▶ **What you are asked to do**
Copy nothing but the text: repeat each entry exactly and drop the images.
★ ★ ★ ★ ★ ★ ★
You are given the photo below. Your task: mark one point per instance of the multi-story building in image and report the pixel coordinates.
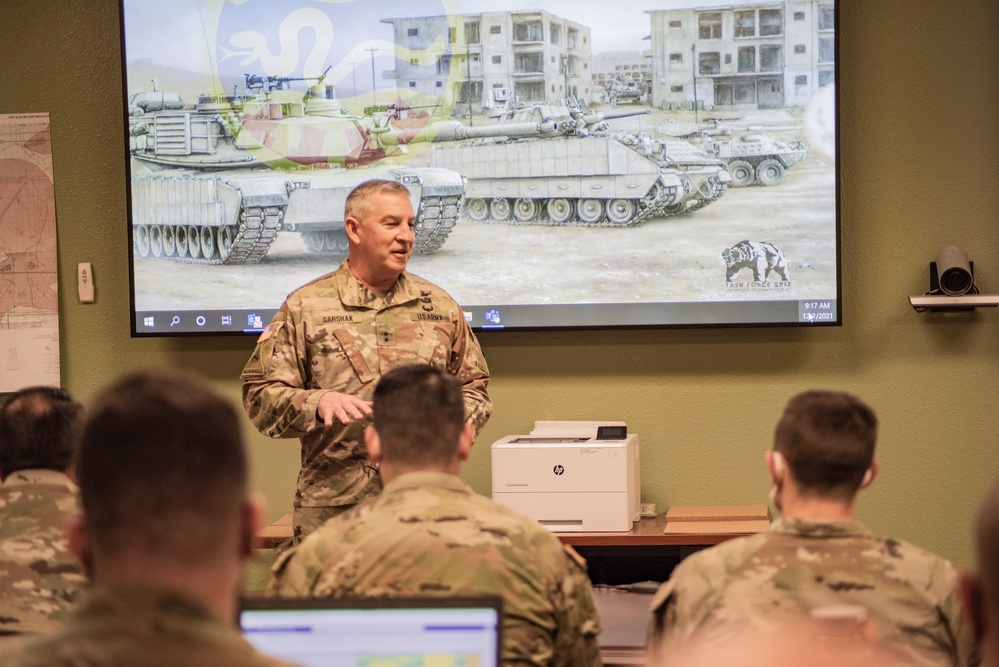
(485, 58)
(763, 54)
(610, 66)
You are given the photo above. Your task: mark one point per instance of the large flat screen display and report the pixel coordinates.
(572, 163)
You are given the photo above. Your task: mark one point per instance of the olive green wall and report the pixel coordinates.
(919, 156)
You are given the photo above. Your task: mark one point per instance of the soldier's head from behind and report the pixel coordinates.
(980, 590)
(38, 430)
(418, 422)
(825, 441)
(163, 483)
(379, 223)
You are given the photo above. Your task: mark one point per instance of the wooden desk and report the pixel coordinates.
(647, 532)
(274, 534)
(642, 553)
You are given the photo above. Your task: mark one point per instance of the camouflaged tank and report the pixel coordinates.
(753, 158)
(214, 183)
(568, 170)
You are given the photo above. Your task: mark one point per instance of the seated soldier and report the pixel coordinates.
(39, 576)
(165, 530)
(428, 533)
(980, 590)
(817, 554)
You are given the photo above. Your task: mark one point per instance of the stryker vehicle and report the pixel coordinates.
(215, 182)
(624, 91)
(751, 157)
(557, 165)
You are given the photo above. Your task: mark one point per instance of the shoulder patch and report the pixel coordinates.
(269, 331)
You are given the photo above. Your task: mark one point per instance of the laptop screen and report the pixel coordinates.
(400, 632)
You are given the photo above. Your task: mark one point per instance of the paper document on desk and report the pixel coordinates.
(718, 513)
(715, 527)
(716, 519)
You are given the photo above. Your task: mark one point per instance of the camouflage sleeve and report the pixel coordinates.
(579, 619)
(680, 605)
(292, 576)
(274, 381)
(469, 365)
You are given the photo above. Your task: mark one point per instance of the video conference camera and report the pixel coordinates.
(952, 272)
(952, 285)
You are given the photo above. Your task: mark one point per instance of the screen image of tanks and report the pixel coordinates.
(515, 132)
(216, 181)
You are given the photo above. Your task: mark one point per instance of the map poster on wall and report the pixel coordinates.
(29, 298)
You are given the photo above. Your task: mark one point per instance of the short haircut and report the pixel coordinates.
(987, 546)
(38, 430)
(418, 412)
(827, 439)
(358, 200)
(162, 466)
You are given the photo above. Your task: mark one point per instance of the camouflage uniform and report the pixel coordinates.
(138, 625)
(39, 577)
(764, 582)
(335, 334)
(428, 533)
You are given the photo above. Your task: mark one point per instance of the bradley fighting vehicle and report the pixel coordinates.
(752, 158)
(557, 165)
(215, 182)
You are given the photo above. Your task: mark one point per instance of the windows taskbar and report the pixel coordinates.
(554, 316)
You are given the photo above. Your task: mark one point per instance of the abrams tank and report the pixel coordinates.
(558, 165)
(215, 182)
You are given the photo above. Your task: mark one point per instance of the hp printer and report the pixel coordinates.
(570, 475)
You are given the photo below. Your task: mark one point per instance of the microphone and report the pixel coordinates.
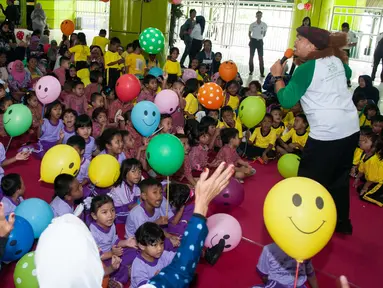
★ ★ ★ ★ ★ ★ ★
▶ **Solution to this problem**
You are given the photo below. Your task: mark one point per instance of the multi-story building in image and report the pixel coordinates.
(485, 58)
(763, 54)
(610, 66)
You are given the photo above. Your task: mark one point per instance of the large flat screen display and report the pixel coordinates.
(572, 163)
You are given the photo above. Your task: mark one point per instance of the olive green wall and report the pixel coordinates.
(919, 156)
You are given the photo above. Your task: mark one point per instance of the soldier's head from behind and report the pixel coordinates.
(980, 590)
(38, 430)
(418, 422)
(825, 441)
(163, 483)
(379, 223)
You are given the photo above. Your task: mark one point per instance of the wooden desk and report the pixel coordinates.
(647, 532)
(274, 534)
(642, 553)
You are given the photo above. Your task: mark one point per instance of the camouflaged tank and report the pixel coordinates.
(753, 158)
(214, 183)
(568, 170)
You are given the photo above. Your task: mark one point per instance of the seated soldier and report the pixel coordinates.
(39, 576)
(165, 530)
(428, 533)
(980, 590)
(817, 554)
You are given the photo above. Your task: mark one point per instance of the stryker vehicle and report the pixel coordinates.
(215, 182)
(624, 91)
(751, 157)
(557, 165)
You are given the photo above. Your task: mark one point per instance of the shoulder patch and report the pixel coordinates.
(269, 331)
You are given the photo above. Your task: mark one point per instance of the laptop screen and report the pixel coordinates.
(400, 632)
You are given the photo above. Your task: mark one point per instance of the paper document on desk and report the pixel coordinates.
(718, 513)
(715, 527)
(716, 519)
You are given the photo above. Your task: mark one point per instance of the camouflage sleeve and report the pixel coordinates.
(579, 619)
(680, 605)
(292, 576)
(274, 381)
(469, 365)
You are given the photo above. Your task: mark one point per instance of the video conference camera and report the pixel coordinates.
(952, 272)
(952, 285)
You are given the photo above. Your task: mark one point per instance of the screen image of tanks and report the pixel coordinates.
(515, 132)
(216, 181)
You are given the photo above. Your task: mark one point per instance of the map poster on wall and report the pixel coordinates.
(29, 298)
You are given the photo above. Your task: mark one point per instance of the short haircut and report the pixel coordinates.
(987, 546)
(38, 430)
(418, 412)
(827, 439)
(358, 200)
(162, 466)
You are given the photo above. Your task: mark one point per instance of the camouflage uniform and report the pixel coordinates.
(138, 625)
(39, 577)
(764, 582)
(335, 334)
(428, 533)
You are given the photo above. Your task: mark one point per instance of the bradley fighting vehicle and report the pixel coordinates.
(752, 158)
(557, 165)
(215, 182)
You are given the photo above. Your task: mark one point per instance of the windows taskbar and report the pixel coordinates.
(554, 316)
You are given the photo above. Your task: mark one point per instance of the abrams tank and report the pixel coordinates.
(558, 165)
(215, 182)
You are given the photo above. Your task: mark one point per instance of the hp printer and report the pixel coordinates.
(570, 475)
You are given the photo below. Your task: mark one point per instance of the microphone and report the pixel coordinates.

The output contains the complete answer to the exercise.